**ASSIGNMENT:** Repeat all of the records exactly, leaving out the pictures.

Data extracted from a collection:
....................

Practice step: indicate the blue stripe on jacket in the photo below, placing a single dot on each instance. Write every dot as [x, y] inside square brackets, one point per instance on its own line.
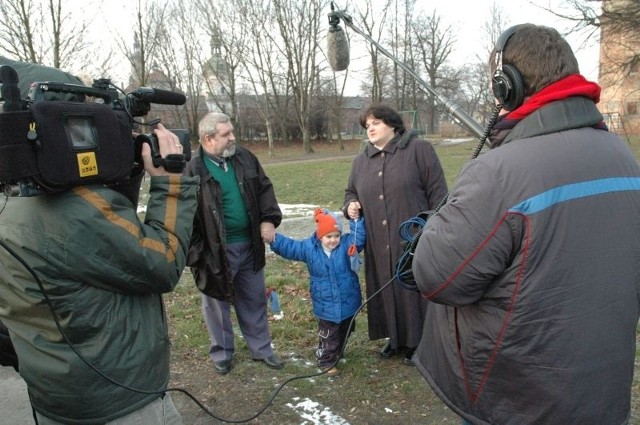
[575, 191]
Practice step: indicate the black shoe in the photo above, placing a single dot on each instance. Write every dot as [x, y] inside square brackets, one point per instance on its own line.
[272, 361]
[387, 352]
[408, 356]
[222, 367]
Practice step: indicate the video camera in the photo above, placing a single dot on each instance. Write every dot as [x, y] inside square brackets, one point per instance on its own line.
[51, 145]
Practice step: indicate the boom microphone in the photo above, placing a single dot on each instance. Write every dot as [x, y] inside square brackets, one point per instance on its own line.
[163, 97]
[338, 56]
[337, 48]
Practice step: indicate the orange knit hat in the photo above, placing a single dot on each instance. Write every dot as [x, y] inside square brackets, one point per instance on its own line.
[326, 223]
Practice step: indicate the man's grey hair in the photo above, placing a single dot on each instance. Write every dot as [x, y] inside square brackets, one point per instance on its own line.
[209, 123]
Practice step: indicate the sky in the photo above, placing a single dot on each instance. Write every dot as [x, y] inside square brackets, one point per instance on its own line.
[467, 17]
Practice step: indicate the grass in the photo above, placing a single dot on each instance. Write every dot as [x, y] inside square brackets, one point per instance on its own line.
[368, 389]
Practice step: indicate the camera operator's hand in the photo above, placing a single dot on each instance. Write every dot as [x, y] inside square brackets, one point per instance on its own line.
[168, 143]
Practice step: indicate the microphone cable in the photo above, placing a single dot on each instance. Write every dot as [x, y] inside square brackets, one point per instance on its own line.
[408, 232]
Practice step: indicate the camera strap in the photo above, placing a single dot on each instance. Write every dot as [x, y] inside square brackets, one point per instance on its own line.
[17, 153]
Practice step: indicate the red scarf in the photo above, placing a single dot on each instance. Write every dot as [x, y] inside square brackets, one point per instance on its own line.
[573, 85]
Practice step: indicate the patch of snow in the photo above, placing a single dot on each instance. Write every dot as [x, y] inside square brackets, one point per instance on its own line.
[315, 413]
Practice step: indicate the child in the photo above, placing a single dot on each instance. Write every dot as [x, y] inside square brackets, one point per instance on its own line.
[332, 261]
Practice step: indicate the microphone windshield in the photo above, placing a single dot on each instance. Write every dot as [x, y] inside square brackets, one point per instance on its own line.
[337, 49]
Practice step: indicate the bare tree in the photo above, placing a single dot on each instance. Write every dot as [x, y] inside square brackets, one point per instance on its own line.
[434, 43]
[298, 22]
[149, 31]
[375, 29]
[265, 70]
[43, 32]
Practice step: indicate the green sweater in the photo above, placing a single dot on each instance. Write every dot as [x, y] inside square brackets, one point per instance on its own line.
[236, 220]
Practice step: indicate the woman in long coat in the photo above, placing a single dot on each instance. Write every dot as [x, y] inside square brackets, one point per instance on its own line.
[396, 177]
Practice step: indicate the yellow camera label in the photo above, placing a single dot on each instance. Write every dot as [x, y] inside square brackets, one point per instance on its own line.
[87, 164]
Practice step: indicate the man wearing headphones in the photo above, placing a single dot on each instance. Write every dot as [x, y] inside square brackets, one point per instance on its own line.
[533, 264]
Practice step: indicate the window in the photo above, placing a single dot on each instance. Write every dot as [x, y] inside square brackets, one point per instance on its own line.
[632, 108]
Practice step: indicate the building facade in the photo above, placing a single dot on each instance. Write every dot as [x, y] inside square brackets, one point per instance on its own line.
[619, 72]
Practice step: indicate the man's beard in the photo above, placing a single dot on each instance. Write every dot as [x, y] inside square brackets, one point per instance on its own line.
[229, 152]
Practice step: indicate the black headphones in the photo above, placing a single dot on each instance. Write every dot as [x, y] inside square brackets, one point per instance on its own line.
[507, 83]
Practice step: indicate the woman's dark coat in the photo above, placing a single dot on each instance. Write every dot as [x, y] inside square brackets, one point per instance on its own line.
[394, 185]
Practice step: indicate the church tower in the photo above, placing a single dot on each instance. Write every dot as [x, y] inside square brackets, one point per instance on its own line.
[216, 75]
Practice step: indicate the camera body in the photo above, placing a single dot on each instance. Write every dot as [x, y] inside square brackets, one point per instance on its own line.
[53, 145]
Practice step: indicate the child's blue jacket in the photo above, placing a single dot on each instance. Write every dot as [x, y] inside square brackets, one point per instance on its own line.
[335, 287]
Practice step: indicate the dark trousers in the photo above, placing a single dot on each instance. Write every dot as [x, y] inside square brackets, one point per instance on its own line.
[332, 339]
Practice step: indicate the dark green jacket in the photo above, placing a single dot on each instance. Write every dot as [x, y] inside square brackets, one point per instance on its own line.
[104, 272]
[207, 257]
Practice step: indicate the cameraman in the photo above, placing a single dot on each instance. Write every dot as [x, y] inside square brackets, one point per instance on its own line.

....................

**TASK ANSWER:**
Practice step: indicate the blue stripe on jacket in the photo below, placing a single dot on each instance. Write every dot as [x, y] inside square brackets, one point per instance on its own line.
[575, 191]
Practice step: indicate the black shoe in the photo above, placing a single dot on each instance. Write every dot as [x, y] inside square brackets, one point per instance on its own line.
[272, 361]
[387, 352]
[408, 356]
[222, 367]
Practice step: indicate the video camera in the photo above, placing a single dot on each instance. Write every dot as [x, y] inside square brackets, one point per instance on its own line.
[51, 145]
Practice step: indicate the boom microphone in the photo above, placing a single dot on each instance. Write every dot as [x, y] inside square brackets, one point per instance on its own line.
[163, 97]
[338, 56]
[337, 48]
Practice step: indicate the orange knit hat in the photo above, placing a single dot on each instance. Write every dot as [x, y] inside square brackets, one point per instance on its own line.
[326, 223]
Practice step: indicate the man's grey hair in the photo above, placing a single dot on each instance. Write every dot as [x, y] inside square brackets, one point per instance on its own line.
[209, 123]
Practice step: indicate the sky in the photo above, placing a single dot on each instance. Write every dot as [x, y] inside square brackets, one point per instance on its own line.
[467, 17]
Practice step: indicate the grass in the photo above, placing a single dot on each instance. Write every dot as [x, y] inside square brackets, one point per instance on its own line.
[368, 389]
Practice step: indicate the camera operator's hand in the photo above, placing a single dot on each instance. Write every dot as [x, y] inside square brackets, one point per instance on its own line.
[168, 143]
Practice step: indicate the microphone cable in the photo above, placing a single dot on each instance. Write every dot as [x, y] inside square brackets, one point per instance on its own line.
[408, 232]
Practice step: indicate the camera strap in the photo above, placing a single dot on each instance. Write every dot as [x, y] inside square brackets, one point per instance on its own line.
[17, 153]
Practice step: indicate the red scarf in the photo above, placing a single dot on each instance. Write every dot as [x, y] inside square brackets, one point per instance on its own line.
[573, 85]
Practice step: indicate the patch of snow in the photo above, placing a single dot on each instance. Write every dot as [x, y] inside square brackets, one point per instance on its own line.
[315, 413]
Practice step: indicate the child in the photo above, placing a single dot on each instance. Write every dot as [x, y] inside square brackets, one point per instance on its own line.
[332, 261]
Practice step: indicate the microphone windshield in the photo above, placing a single dot on each instance. Write every dot as [x, y] inside square brackets, one point per instance on its own line.
[337, 49]
Practice step: indicate the bare tree in the photo above, placing a single dot on each instance. Write every dot as [x, y] inside square brackets, one point per instance on its own line.
[434, 43]
[298, 22]
[149, 31]
[375, 29]
[265, 70]
[43, 32]
Practice step: indicate the green sweater in the photo above, placing a single dot on each instance. Write every dot as [x, y] inside square brackets, one point per instance on its own line.
[236, 220]
Practice step: indicate the woman in long coat in the photo above, placing a single dot on each instance. Write every dot as [x, y] inside square brackets, one point per instance on its own line.
[396, 177]
Practice step: indicate the yellow camera label in the photo above, placing a single dot on each instance. Write every dot as [x, y] inside square brackets, one point per instance on its own line.
[87, 164]
Practice step: indicate the man wearing headphones in the photo above, placing a single dot on each instance. Write every dot as [x, y] inside square brackets, one point per instance on its own line.
[533, 264]
Practice step: indicate the window in the photo above, placing a single dot on each instance. Write every dot as [x, y] inside square brackets, one point per instance on its own line.
[632, 108]
Practice step: indicate the building facade in the photo above, placing a single dot on each instance. Write every dot as [x, y] inside square brackets, one point per instance on its own line.
[619, 72]
Practice step: indicate the man's beard in the photo above, placing a single dot on each instance. Write every dot as [x, y] inside square brackets, one point per instance on its own line.
[229, 152]
Practice step: indicate the black headphones in the photo above, placing a single dot on each instance. Write every dot as [x, y] inside square brackets, one point per instance on its own line.
[507, 83]
Practice step: indicate the woman's dark coat in the photo above, placing a single dot on each instance. Write every dot as [x, y] inside square brackets, one point per instance on its own line.
[394, 185]
Practice step: indicate the church tower in the photo above, placing a single dot on each instance. Write every dot as [x, y] inside square brackets, one point per instance on its own line.
[216, 75]
Practice step: indicate the camera body in the photo above, placing a single dot on each instance. Write every dot as [x, y] inside square brackets, one point per instance on its own line.
[53, 145]
Practice step: indicate the child's blue jacket in the photo above, placing a single dot on each instance. Write every dot as [x, y] inside square brackets, one point per instance on its own line.
[335, 287]
Practice step: indicate the dark trousers in the photo above, placing a single dot on each instance. Write every dot as [x, y] inside square brackets, one point per instance on its own line.
[332, 339]
Practice step: indicate the dark green jacket in the photo above, placing a single dot on each instance. Write every dot as [x, y] inside square brackets, one point per instance on its own line.
[104, 272]
[207, 257]
Practice step: indicate the cameraman in the photo above, placing a single dot on each instance. Write every dot as [x, y] inside square brackets, one point per instance on its own line.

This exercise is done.